[Records from a dataset]

----

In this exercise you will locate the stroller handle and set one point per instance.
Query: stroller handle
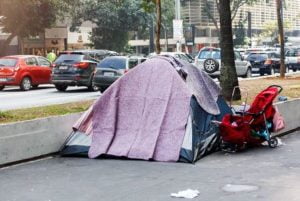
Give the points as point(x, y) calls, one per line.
point(277, 86)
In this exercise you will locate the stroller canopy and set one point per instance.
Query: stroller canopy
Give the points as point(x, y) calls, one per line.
point(160, 110)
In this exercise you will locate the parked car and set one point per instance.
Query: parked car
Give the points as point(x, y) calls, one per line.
point(26, 71)
point(178, 55)
point(75, 68)
point(111, 68)
point(292, 59)
point(264, 62)
point(98, 55)
point(209, 59)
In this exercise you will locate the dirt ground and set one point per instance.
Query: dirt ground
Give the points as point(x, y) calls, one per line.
point(290, 84)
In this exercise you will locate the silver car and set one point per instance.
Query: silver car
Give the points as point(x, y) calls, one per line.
point(209, 60)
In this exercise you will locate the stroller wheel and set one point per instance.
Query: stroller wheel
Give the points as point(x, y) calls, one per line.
point(273, 142)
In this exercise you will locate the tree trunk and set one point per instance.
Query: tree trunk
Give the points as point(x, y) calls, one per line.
point(158, 26)
point(228, 78)
point(5, 46)
point(281, 37)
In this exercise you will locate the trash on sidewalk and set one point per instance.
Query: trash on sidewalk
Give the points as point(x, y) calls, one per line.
point(280, 143)
point(189, 194)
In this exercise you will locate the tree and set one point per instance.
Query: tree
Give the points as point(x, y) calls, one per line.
point(158, 26)
point(228, 78)
point(281, 36)
point(113, 21)
point(240, 34)
point(26, 18)
point(234, 6)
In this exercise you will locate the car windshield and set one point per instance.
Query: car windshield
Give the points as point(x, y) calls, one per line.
point(113, 62)
point(8, 62)
point(206, 54)
point(257, 56)
point(69, 58)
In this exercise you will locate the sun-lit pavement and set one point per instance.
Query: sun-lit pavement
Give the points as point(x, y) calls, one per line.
point(272, 174)
point(14, 98)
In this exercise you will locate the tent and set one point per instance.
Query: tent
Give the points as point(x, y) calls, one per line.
point(161, 110)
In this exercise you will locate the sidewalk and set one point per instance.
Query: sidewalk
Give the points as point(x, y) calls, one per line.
point(276, 173)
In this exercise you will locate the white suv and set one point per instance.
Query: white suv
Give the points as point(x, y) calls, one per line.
point(209, 60)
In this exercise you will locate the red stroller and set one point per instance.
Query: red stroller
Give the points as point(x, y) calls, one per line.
point(251, 127)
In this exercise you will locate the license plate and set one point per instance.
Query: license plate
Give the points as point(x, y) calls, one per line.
point(63, 67)
point(109, 74)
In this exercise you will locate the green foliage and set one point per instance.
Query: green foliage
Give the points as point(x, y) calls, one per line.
point(240, 35)
point(113, 21)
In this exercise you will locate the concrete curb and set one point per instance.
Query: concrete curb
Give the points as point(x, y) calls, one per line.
point(291, 114)
point(31, 139)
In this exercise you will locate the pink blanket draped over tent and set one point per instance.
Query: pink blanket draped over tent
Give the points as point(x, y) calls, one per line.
point(142, 117)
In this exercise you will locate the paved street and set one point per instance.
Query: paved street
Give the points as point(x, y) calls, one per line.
point(14, 98)
point(273, 175)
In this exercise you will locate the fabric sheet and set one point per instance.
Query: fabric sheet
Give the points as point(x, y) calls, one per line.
point(142, 115)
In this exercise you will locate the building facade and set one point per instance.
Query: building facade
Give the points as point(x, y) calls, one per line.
point(262, 12)
point(58, 38)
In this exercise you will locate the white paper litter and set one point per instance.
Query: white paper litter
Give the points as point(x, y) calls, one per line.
point(239, 188)
point(189, 194)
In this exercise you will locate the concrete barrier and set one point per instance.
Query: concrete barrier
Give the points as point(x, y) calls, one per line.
point(290, 110)
point(29, 139)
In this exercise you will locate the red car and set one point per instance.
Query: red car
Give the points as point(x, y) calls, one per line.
point(26, 71)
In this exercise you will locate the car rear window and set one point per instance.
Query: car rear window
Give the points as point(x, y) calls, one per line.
point(8, 62)
point(69, 58)
point(206, 54)
point(115, 63)
point(257, 56)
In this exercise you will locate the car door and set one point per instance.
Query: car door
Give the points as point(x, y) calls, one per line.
point(241, 65)
point(45, 67)
point(132, 62)
point(33, 70)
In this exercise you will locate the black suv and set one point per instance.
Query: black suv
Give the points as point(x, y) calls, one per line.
point(76, 68)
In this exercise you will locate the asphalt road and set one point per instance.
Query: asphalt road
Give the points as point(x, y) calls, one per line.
point(262, 174)
point(14, 98)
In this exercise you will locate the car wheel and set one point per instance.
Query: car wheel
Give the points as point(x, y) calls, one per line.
point(61, 87)
point(210, 65)
point(25, 84)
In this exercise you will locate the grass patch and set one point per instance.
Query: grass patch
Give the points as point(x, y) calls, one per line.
point(45, 111)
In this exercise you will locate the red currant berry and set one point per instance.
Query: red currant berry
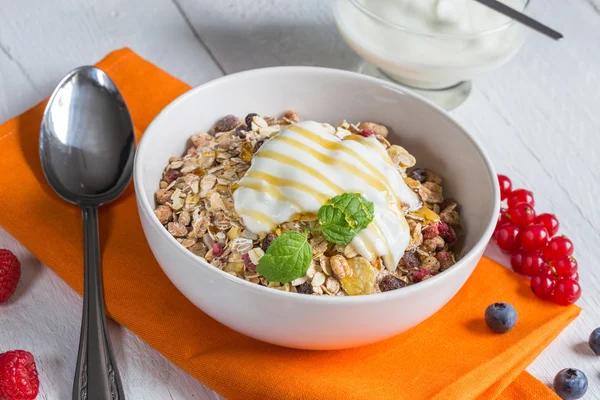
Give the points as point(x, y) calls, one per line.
point(516, 261)
point(532, 263)
point(522, 214)
point(505, 186)
point(575, 276)
point(566, 291)
point(502, 219)
point(534, 237)
point(519, 196)
point(549, 221)
point(507, 238)
point(564, 267)
point(542, 285)
point(558, 246)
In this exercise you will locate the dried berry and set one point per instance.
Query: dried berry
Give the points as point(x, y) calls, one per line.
point(250, 266)
point(240, 131)
point(446, 232)
point(430, 231)
point(248, 119)
point(421, 275)
point(305, 288)
point(419, 174)
point(267, 241)
point(390, 282)
point(171, 175)
point(445, 258)
point(411, 259)
point(226, 124)
point(217, 249)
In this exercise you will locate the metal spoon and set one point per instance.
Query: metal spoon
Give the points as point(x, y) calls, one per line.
point(522, 18)
point(87, 147)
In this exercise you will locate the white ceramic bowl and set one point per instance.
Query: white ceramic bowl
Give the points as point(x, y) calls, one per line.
point(296, 320)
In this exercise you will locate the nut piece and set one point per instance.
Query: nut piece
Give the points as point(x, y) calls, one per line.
point(339, 266)
point(163, 196)
point(433, 244)
point(292, 116)
point(163, 213)
point(400, 156)
point(377, 128)
point(176, 229)
point(363, 279)
point(332, 285)
point(318, 279)
point(431, 264)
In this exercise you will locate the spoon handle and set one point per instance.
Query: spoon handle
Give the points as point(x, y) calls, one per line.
point(96, 374)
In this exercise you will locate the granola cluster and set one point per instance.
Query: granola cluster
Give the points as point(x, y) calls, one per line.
point(195, 205)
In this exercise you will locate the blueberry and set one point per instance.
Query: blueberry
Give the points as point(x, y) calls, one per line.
point(595, 341)
point(501, 317)
point(570, 384)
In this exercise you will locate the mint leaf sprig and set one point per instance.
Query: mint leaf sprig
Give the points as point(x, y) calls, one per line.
point(287, 258)
point(344, 216)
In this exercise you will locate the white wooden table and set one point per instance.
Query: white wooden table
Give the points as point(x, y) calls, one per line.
point(538, 118)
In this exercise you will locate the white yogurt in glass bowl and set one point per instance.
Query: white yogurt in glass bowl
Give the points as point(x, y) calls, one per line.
point(430, 44)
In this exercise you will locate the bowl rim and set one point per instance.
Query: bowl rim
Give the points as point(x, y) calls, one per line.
point(446, 36)
point(147, 209)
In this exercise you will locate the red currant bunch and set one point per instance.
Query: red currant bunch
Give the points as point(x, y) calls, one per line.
point(535, 250)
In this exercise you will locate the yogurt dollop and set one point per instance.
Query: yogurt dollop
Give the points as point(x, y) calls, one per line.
point(304, 165)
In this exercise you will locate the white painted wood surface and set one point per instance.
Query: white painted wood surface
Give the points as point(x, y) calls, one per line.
point(537, 117)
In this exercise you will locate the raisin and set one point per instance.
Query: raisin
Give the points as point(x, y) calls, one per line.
point(447, 233)
point(227, 123)
point(411, 259)
point(171, 175)
point(390, 282)
point(248, 119)
point(267, 242)
point(419, 174)
point(305, 288)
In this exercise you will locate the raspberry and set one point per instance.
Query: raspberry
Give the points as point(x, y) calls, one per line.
point(446, 232)
point(10, 272)
point(217, 249)
point(367, 132)
point(18, 376)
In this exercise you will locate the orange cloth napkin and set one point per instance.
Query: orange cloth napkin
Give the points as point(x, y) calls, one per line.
point(451, 356)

----

**DESCRIPTION OF THE TASK**. Find the line containing "In this exercise you will locate the raisin", then output it and every line after it to the end of the data, exactly.

**SOLVED PROBLEM**.
In this exercise you will locate the raisin and set one point per instance.
Query: raisin
Give the points as point(x, y) calls, one per line.
point(447, 233)
point(227, 123)
point(411, 259)
point(171, 175)
point(390, 282)
point(248, 119)
point(267, 242)
point(419, 174)
point(305, 288)
In this exercise you will locate the raspberry and set one point per instance.
Query: raspberry
Give the points as point(x, y) calls, one per line.
point(446, 232)
point(10, 272)
point(217, 249)
point(367, 132)
point(18, 376)
In this exercise you will locate the orange cloth napkin and set one point per instance.
Query: orange cloth napkin
Give the points as point(x, y) calls, one per line.
point(451, 356)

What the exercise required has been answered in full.